### Your goal:
Could you restate the entries below word for word and leave the images out?

### Dataset entries:
--------------------------------------------------
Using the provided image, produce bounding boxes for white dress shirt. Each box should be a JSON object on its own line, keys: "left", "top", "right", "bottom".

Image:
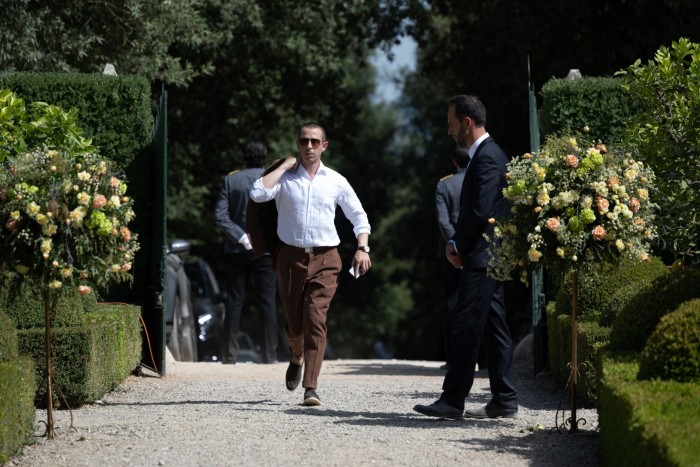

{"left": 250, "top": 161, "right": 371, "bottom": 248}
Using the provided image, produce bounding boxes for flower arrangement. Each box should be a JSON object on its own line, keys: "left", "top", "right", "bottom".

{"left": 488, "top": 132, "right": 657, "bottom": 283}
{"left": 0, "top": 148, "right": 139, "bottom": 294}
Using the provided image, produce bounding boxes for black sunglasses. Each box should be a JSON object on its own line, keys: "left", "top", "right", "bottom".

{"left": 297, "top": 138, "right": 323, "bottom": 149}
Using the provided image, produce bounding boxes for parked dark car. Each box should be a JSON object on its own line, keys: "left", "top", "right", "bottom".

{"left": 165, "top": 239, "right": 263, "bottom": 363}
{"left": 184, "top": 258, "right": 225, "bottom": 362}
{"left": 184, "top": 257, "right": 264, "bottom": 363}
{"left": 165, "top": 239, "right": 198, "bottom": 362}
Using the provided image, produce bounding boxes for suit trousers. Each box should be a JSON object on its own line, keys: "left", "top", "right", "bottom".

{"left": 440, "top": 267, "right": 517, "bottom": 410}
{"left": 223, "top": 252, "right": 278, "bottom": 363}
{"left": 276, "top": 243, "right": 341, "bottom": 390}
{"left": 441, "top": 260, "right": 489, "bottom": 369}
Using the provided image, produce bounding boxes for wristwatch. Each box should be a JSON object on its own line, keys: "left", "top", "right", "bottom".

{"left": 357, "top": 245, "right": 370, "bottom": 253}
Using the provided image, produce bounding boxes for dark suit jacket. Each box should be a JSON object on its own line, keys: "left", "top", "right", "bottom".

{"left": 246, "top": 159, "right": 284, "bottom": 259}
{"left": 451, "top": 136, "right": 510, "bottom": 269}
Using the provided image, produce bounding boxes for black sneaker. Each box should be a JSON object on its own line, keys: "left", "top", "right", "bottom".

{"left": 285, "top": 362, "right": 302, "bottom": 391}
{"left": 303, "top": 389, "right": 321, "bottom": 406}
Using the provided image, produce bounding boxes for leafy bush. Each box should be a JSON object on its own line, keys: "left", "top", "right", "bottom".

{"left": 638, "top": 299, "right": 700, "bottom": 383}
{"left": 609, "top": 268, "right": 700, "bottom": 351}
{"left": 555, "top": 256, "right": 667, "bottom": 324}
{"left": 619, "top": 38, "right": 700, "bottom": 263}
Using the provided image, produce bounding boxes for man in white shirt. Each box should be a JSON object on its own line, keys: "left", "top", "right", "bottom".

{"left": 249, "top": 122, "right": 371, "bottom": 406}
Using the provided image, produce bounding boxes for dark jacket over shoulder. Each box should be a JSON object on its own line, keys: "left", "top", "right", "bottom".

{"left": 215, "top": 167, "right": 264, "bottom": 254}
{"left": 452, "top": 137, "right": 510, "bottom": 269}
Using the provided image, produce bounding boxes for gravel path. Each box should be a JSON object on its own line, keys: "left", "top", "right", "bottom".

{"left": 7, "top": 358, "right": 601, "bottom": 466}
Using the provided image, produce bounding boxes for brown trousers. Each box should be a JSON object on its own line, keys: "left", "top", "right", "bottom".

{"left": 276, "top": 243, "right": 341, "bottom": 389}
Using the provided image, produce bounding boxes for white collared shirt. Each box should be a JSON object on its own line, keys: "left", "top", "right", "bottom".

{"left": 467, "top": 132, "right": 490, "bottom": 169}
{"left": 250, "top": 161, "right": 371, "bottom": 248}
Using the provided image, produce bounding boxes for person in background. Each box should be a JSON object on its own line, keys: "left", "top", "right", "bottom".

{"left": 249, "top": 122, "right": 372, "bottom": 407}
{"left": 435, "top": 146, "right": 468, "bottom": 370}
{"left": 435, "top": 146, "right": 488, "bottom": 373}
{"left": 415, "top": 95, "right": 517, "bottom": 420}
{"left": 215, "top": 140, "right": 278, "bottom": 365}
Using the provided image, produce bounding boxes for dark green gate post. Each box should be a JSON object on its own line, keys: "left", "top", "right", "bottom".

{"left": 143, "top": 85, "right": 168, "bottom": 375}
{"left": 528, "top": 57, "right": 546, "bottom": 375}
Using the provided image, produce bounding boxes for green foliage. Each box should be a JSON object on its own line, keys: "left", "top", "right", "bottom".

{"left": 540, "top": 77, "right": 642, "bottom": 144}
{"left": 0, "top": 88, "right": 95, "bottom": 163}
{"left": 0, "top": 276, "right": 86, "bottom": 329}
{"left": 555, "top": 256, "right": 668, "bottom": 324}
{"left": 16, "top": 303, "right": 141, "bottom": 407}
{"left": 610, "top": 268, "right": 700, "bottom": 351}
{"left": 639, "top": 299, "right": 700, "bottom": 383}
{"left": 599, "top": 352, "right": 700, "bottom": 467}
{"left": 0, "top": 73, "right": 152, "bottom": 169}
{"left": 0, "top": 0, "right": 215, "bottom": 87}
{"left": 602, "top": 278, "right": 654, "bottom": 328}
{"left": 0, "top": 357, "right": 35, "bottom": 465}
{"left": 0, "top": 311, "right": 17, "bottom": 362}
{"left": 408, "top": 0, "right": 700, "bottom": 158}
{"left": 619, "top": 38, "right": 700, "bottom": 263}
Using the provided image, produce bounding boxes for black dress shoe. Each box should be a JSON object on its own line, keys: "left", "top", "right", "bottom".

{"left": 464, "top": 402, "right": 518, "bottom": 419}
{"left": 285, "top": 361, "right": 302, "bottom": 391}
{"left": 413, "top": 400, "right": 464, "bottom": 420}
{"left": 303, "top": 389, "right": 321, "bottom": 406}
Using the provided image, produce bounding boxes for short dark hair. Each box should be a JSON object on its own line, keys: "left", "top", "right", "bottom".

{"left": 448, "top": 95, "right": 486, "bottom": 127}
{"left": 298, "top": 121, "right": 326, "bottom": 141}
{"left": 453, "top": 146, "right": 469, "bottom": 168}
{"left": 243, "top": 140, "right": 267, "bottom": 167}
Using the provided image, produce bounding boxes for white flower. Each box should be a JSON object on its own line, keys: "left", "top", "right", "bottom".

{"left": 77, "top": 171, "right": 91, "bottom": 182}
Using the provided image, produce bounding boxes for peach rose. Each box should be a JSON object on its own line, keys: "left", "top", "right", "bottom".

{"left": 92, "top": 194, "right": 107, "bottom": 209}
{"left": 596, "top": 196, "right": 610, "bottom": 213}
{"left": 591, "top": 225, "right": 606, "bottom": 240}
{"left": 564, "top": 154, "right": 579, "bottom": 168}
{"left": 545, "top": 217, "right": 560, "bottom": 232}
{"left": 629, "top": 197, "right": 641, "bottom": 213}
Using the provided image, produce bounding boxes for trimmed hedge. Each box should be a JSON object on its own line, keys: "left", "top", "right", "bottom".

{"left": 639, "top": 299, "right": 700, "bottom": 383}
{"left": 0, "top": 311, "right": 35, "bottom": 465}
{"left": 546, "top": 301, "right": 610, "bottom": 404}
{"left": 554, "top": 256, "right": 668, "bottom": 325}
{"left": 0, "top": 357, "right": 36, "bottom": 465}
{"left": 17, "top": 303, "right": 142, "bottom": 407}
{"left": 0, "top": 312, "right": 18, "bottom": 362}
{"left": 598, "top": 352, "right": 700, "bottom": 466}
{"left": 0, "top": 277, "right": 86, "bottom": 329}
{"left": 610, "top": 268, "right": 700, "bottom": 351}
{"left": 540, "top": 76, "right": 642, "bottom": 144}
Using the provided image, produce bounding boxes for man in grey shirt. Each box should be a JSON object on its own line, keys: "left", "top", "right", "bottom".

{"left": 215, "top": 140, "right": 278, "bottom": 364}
--------------------------------------------------
### Response to the exercise:
Using the provided image, produce bounding boxes for white dress shirt. Each box should be a JSON object on its own line, keys: "left", "top", "right", "bottom".

Image:

{"left": 250, "top": 161, "right": 371, "bottom": 248}
Using the provided image, produce bounding boxes for flower arrangement. Each box should be a JSON object on its own line, keys: "left", "top", "right", "bottom".

{"left": 488, "top": 132, "right": 657, "bottom": 283}
{"left": 0, "top": 148, "right": 139, "bottom": 294}
Using the provided image, produce bounding boxes for black sunglasses. Each box should be a JSON object on its own line, keys: "left", "top", "right", "bottom".

{"left": 297, "top": 138, "right": 323, "bottom": 149}
Using the provided image, produce bounding boxes for parked dark car. Each box should be a JSON object on its own line, keys: "left", "top", "right", "bottom".

{"left": 165, "top": 239, "right": 263, "bottom": 363}
{"left": 184, "top": 258, "right": 225, "bottom": 362}
{"left": 184, "top": 257, "right": 264, "bottom": 363}
{"left": 165, "top": 239, "right": 198, "bottom": 362}
Using the provided image, produce bounding boxes for suit trousers. Each box should be a JSON object on its own line, keys: "left", "top", "right", "bottom".

{"left": 440, "top": 267, "right": 517, "bottom": 410}
{"left": 223, "top": 252, "right": 278, "bottom": 363}
{"left": 276, "top": 243, "right": 341, "bottom": 390}
{"left": 441, "top": 260, "right": 489, "bottom": 369}
Using the provided image, produce bounding boxes for wristwatch. Each box should be a JSON object on its own line, keys: "left", "top", "right", "bottom".

{"left": 357, "top": 245, "right": 370, "bottom": 253}
Using the provided image, produce bounding boxes for dark suit jacket. Each box should be a JSON object on its own line, keys: "left", "top", "right", "bottom".

{"left": 246, "top": 159, "right": 284, "bottom": 259}
{"left": 451, "top": 136, "right": 510, "bottom": 269}
Using the provided image, produce bounding boxes for black sneaker. Each box should be a JSON object on its own line, keys: "left", "top", "right", "bottom".

{"left": 285, "top": 362, "right": 302, "bottom": 391}
{"left": 303, "top": 389, "right": 321, "bottom": 406}
Using the provided image, produce bounding boxes for leafy bush. Each box should be a JSON object on its own line, keys: "left", "top", "right", "bottom".

{"left": 638, "top": 299, "right": 700, "bottom": 383}
{"left": 609, "top": 268, "right": 700, "bottom": 351}
{"left": 555, "top": 256, "right": 667, "bottom": 324}
{"left": 619, "top": 38, "right": 700, "bottom": 263}
Using the provided image, produce bounding boxes for man in white shirt. Each box should be a JSON object on its own line, keys: "left", "top", "right", "bottom".

{"left": 249, "top": 122, "right": 371, "bottom": 406}
Using the provided image, produce bounding boxes for dark jacket over shoulder. Each box should be a JSON object on its own line, keys: "left", "top", "right", "bottom".

{"left": 215, "top": 167, "right": 264, "bottom": 254}
{"left": 452, "top": 137, "right": 510, "bottom": 269}
Using the provided image, produce bounding boxes for gravel path. Each box should be a JSON object on its own line, keys: "left", "top", "right", "bottom".

{"left": 7, "top": 358, "right": 601, "bottom": 466}
Using the provided image, produce bounding boxes for brown trousers. Each box should be a JSON object on its own line, keys: "left", "top", "right", "bottom".

{"left": 276, "top": 243, "right": 341, "bottom": 389}
Using the provided image, produce bounding boxes for white collared shirt. Each box should be a JSON object on its own line, keys: "left", "top", "right", "bottom".

{"left": 467, "top": 132, "right": 490, "bottom": 169}
{"left": 250, "top": 161, "right": 371, "bottom": 248}
Using the provided image, produce bounding boxes for person in background. Each box should be a JSON object on its own line, keys: "left", "top", "right", "bottom".

{"left": 249, "top": 122, "right": 372, "bottom": 407}
{"left": 435, "top": 146, "right": 468, "bottom": 370}
{"left": 435, "top": 146, "right": 488, "bottom": 373}
{"left": 415, "top": 95, "right": 517, "bottom": 420}
{"left": 215, "top": 140, "right": 278, "bottom": 365}
Using the provided image, produce bounding boxes for dark green gate post. Each box should be a JSON object on its own line, keys: "left", "top", "right", "bottom".

{"left": 143, "top": 85, "right": 168, "bottom": 375}
{"left": 528, "top": 57, "right": 546, "bottom": 375}
Using the provided image, produce bounding boxes for green foliage. Each box should be a JSON object on its own line, keys: "left", "top", "right", "bottom".

{"left": 540, "top": 77, "right": 642, "bottom": 144}
{"left": 0, "top": 88, "right": 95, "bottom": 163}
{"left": 0, "top": 276, "right": 86, "bottom": 329}
{"left": 555, "top": 256, "right": 668, "bottom": 324}
{"left": 16, "top": 303, "right": 141, "bottom": 407}
{"left": 610, "top": 268, "right": 700, "bottom": 351}
{"left": 639, "top": 299, "right": 700, "bottom": 383}
{"left": 599, "top": 352, "right": 700, "bottom": 467}
{"left": 0, "top": 73, "right": 152, "bottom": 169}
{"left": 0, "top": 0, "right": 215, "bottom": 87}
{"left": 602, "top": 278, "right": 654, "bottom": 328}
{"left": 0, "top": 357, "right": 35, "bottom": 465}
{"left": 0, "top": 311, "right": 17, "bottom": 362}
{"left": 408, "top": 0, "right": 700, "bottom": 158}
{"left": 619, "top": 38, "right": 700, "bottom": 263}
Using the provided image, produce bounding boxes for black dress shoe. Each box should be a JSON object on its own line, keys: "left", "top", "right", "bottom".

{"left": 464, "top": 402, "right": 518, "bottom": 419}
{"left": 285, "top": 361, "right": 302, "bottom": 391}
{"left": 413, "top": 400, "right": 464, "bottom": 420}
{"left": 303, "top": 389, "right": 321, "bottom": 406}
Using the provided image, produce bounding boxes for short dark hair. Each box should be a JSON object on its own line, keys: "left", "top", "right", "bottom".

{"left": 448, "top": 95, "right": 486, "bottom": 127}
{"left": 298, "top": 121, "right": 326, "bottom": 141}
{"left": 453, "top": 146, "right": 469, "bottom": 168}
{"left": 243, "top": 140, "right": 267, "bottom": 167}
Using the provided image, produce bounding boxes for white flower. Each box should be a JSON object on its own line, keys: "left", "top", "right", "bottom".

{"left": 77, "top": 171, "right": 91, "bottom": 182}
Using the provided image, produce bounding boxes for peach rose. Each box should be a JSON object on its own line, keys: "left", "top", "right", "bottom".

{"left": 92, "top": 194, "right": 107, "bottom": 209}
{"left": 596, "top": 196, "right": 610, "bottom": 213}
{"left": 591, "top": 225, "right": 606, "bottom": 240}
{"left": 564, "top": 154, "right": 579, "bottom": 168}
{"left": 545, "top": 217, "right": 560, "bottom": 232}
{"left": 629, "top": 197, "right": 641, "bottom": 213}
Using the provided image, produce bounding boxes for trimmed hedge. Each box should be a JSON object on its own line, keys: "left", "top", "right", "bottom".

{"left": 639, "top": 299, "right": 700, "bottom": 383}
{"left": 0, "top": 311, "right": 35, "bottom": 465}
{"left": 546, "top": 301, "right": 610, "bottom": 404}
{"left": 554, "top": 256, "right": 668, "bottom": 325}
{"left": 0, "top": 357, "right": 36, "bottom": 465}
{"left": 17, "top": 303, "right": 142, "bottom": 407}
{"left": 0, "top": 312, "right": 18, "bottom": 362}
{"left": 598, "top": 352, "right": 700, "bottom": 466}
{"left": 0, "top": 277, "right": 86, "bottom": 329}
{"left": 610, "top": 268, "right": 700, "bottom": 351}
{"left": 540, "top": 76, "right": 642, "bottom": 144}
Using the provided image, produce bounding boxes for man in grey shirt. Each box should be a JSON object on its own line, keys: "left", "top", "right", "bottom".

{"left": 215, "top": 140, "right": 278, "bottom": 364}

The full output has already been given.